- _Gestellte Aufgabe_
Übertragen Sie den folgenden Satz aus dem Text über die Magnetosphäre eines Weißen Zwergs ins Englische: „In dem Magnetfeld um den Stern befindet sich ein extrem heißes Gas.“

Magnetfelder sorgen für heiße Umgebung
Redaktion
/ idw / Pressemitteilung der Eberhard Karls Universität Tübingen astronews.com
7. November 2018
Ein Astronomen-Team hat mithilfe des 3,5-Meter-Teleskops auf
dem Calar Alto erstmals eine Magnetosphäre um einen Weißen Zwergstern entdeckt.
Der Fund kann das Rätsel lösen, warum um diese Überreste sonnenähnlicher Sterne
offenbar manchmal Temperaturen herrschen, die weit über der Temperatur der
Objekte selbst liegen: Das Magnetfeld ist Schuld.
Künstlerische Darstellung des Weißen Zwergs
GALEXJ014636.8+323615 (weiß) und seiner
Magnetosphäre, in der ultra-heißes Gas (violett)
innerhalb eines Magnetfeldes (grün) gefangen ist.
Bild: Nicole Reindl [Großansicht] |
Ein internationales Astronomen-Team hat erstmals eine sogenannte
Magnetosphäre um einen Weißen Zwerg entdeckt, den Überrest eines Sterns
vergleichbar unserer Sonne. In dem Magnetfeld um den Stern befindet sich ein
extrem heißes Gas. Dies löst ein Jahrzehnte altes Rätsel: Nun kann sich die
Forschung erklären, wie im Umfeld mancher Weißer Zwerge Prozesse ablaufen
können, für die sehr hohe Temperaturen notwendig sind. An der Studie war
Professor Klaus Werner vom Institut für Astronomie und Astrophysik der
Universität Tübingen beteiligt, geleitet wurde sie von der ehemaligen Tübingerin
Dr. Nicole Reindl an der Universität von Leicester.

- _Inhalt der Daten_

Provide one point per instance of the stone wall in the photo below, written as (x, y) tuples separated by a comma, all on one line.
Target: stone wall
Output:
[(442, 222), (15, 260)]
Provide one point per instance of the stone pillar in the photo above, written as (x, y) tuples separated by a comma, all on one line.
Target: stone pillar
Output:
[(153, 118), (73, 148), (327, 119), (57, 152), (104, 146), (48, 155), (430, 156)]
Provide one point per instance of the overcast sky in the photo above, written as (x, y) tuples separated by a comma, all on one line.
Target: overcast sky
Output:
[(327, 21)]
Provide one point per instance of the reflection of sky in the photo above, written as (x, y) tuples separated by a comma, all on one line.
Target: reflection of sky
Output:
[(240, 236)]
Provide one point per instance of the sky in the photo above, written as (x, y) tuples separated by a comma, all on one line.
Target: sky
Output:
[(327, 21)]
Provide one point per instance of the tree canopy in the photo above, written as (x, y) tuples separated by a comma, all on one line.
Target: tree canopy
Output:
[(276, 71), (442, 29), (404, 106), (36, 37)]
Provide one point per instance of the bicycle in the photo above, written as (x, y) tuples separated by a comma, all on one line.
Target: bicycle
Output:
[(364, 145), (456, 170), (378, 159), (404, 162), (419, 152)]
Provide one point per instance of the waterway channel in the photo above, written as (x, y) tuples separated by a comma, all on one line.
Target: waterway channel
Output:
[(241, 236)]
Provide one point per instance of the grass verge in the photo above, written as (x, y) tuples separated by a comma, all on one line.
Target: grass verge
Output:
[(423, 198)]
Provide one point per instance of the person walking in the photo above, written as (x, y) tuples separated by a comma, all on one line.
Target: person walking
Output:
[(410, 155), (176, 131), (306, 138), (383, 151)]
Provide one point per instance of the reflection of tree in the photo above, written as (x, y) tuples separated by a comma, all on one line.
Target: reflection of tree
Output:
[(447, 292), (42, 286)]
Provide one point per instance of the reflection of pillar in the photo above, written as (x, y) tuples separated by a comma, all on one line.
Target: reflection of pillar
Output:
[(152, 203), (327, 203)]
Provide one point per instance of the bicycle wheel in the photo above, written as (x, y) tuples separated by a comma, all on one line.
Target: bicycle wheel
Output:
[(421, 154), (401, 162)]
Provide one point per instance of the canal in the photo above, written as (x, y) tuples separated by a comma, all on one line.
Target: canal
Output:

- _Ergebnis der Aufgabe_
There is an extremely hot gas in the magnetic field around the star.